• WHAT IS NEEDED:
Copy each of the rows below word for word.

[Entries drawn from a collection]
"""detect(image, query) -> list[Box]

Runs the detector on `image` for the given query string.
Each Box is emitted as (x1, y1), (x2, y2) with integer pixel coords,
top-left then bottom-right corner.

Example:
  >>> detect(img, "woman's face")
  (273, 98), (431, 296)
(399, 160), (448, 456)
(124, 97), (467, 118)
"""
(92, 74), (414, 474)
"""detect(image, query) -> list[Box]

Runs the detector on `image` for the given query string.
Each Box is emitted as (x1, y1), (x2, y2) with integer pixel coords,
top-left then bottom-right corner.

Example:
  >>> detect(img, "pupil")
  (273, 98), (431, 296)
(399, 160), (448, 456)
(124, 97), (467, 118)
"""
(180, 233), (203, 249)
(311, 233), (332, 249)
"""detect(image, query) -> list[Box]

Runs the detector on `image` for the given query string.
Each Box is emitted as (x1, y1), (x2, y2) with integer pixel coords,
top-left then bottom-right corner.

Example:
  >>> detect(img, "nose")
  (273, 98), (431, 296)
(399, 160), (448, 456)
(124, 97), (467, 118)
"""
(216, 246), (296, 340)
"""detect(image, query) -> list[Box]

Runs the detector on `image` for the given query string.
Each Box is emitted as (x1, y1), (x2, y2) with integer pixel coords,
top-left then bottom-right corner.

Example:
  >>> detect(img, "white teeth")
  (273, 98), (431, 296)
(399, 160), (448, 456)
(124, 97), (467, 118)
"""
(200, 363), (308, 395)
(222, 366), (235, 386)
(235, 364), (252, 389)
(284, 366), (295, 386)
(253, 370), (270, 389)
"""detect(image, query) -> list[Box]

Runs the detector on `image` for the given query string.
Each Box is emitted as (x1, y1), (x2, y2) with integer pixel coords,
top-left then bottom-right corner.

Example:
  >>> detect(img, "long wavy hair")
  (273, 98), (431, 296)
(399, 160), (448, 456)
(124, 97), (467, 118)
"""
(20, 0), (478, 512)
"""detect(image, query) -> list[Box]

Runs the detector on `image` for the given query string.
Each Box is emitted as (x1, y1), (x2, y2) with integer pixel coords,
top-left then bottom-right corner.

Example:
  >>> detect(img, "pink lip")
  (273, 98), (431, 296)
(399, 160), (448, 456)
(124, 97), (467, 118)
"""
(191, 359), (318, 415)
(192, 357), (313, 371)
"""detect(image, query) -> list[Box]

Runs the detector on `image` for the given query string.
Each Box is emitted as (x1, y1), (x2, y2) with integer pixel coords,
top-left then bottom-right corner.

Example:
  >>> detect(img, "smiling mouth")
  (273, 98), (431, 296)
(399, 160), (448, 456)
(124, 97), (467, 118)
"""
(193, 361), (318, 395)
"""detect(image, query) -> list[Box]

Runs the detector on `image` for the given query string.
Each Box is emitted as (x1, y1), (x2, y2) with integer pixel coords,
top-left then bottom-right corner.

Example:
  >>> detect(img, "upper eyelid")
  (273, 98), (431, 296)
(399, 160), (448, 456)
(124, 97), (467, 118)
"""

• FINISHED ANSWER:
"""detect(image, query) -> list[Box]

Runs the detector on `image` for the given query string.
Each Box is emitted as (x1, y1), (x2, y2) with integer pixel coords,
top-left then bottom-right corner.

Example:
  >>> detect(img, "woman's face")
  (273, 98), (431, 296)
(399, 160), (448, 456)
(124, 97), (467, 118)
"""
(92, 74), (414, 474)
"""detect(image, query) -> list[Box]

Runs the detector on `image` for the given query string.
Each Box is emitted as (x1, y1), (x2, y2) with integer pixel coords,
top-left then bottom-right corner.

Example:
  >>> detect(img, "pupil")
  (273, 98), (431, 296)
(399, 160), (448, 456)
(124, 97), (467, 118)
"""
(180, 233), (203, 249)
(311, 233), (332, 249)
"""detect(image, query) -> list[Box]

Runs the detector on `image` for the given query string.
Each Box is emitted as (x1, y1), (x2, y2) with integer pixel coords,
top-left then bottom-right corner.

Example:
  >>> detect(img, "nose")
  (273, 98), (431, 296)
(399, 160), (448, 456)
(124, 97), (467, 118)
"""
(216, 246), (296, 340)
"""detect(image, query) -> list[Box]

Runs the detector on `image` for the given query string.
Each Box is emitted as (x1, y1), (x2, y2) with integer pixel coords,
top-left then bottom-right corner.

Example:
  >>> detect(img, "white teeth")
  (273, 98), (431, 296)
(399, 160), (448, 456)
(124, 97), (467, 118)
"""
(200, 363), (308, 395)
(222, 366), (235, 386)
(235, 364), (252, 389)
(284, 366), (295, 386)
(253, 370), (270, 389)
"""detect(image, query) -> list[Box]

Runs the detector on `image` for the given query string.
Each Box is emitted as (x1, y1), (x2, y2) with integer pixel coords,
top-left then bottom-right corner.

Example:
  >>> detect(img, "long wavy hair")
  (273, 98), (431, 296)
(399, 160), (448, 456)
(124, 97), (467, 118)
"""
(20, 0), (478, 512)
"""detect(image, query) -> list[Box]

Runs the detector on `image` for the given query string.
Each Box is emitted as (x1, y1), (x2, y2) with integer pixel coords,
top-left then bottom-right corner.

Example:
  >>> detect(img, "pink lip")
  (273, 98), (431, 296)
(399, 160), (448, 456)
(124, 97), (467, 118)
"""
(191, 359), (318, 415)
(192, 357), (313, 371)
"""detect(image, query) -> list[Box]

Runs the detector on `image` for the given query string.
Each Box is emitted as (x1, y1), (x2, y2) with integer pixel coords,
top-left then bottom-right corner.

Example:
  >>> detect(img, "smiling mouth")
  (273, 98), (431, 296)
(399, 160), (448, 456)
(124, 97), (467, 118)
"""
(193, 361), (318, 395)
"""detect(image, query) -> list[Box]

Runs the detector on `image` for the given query string.
Each Box is emitted as (x1, y1), (x2, y2) with integer pixel coords,
top-left then bottom-right corner.

Example:
  >>> detect(img, "upper eyelid")
  (273, 98), (431, 296)
(399, 160), (448, 456)
(124, 97), (467, 118)
"""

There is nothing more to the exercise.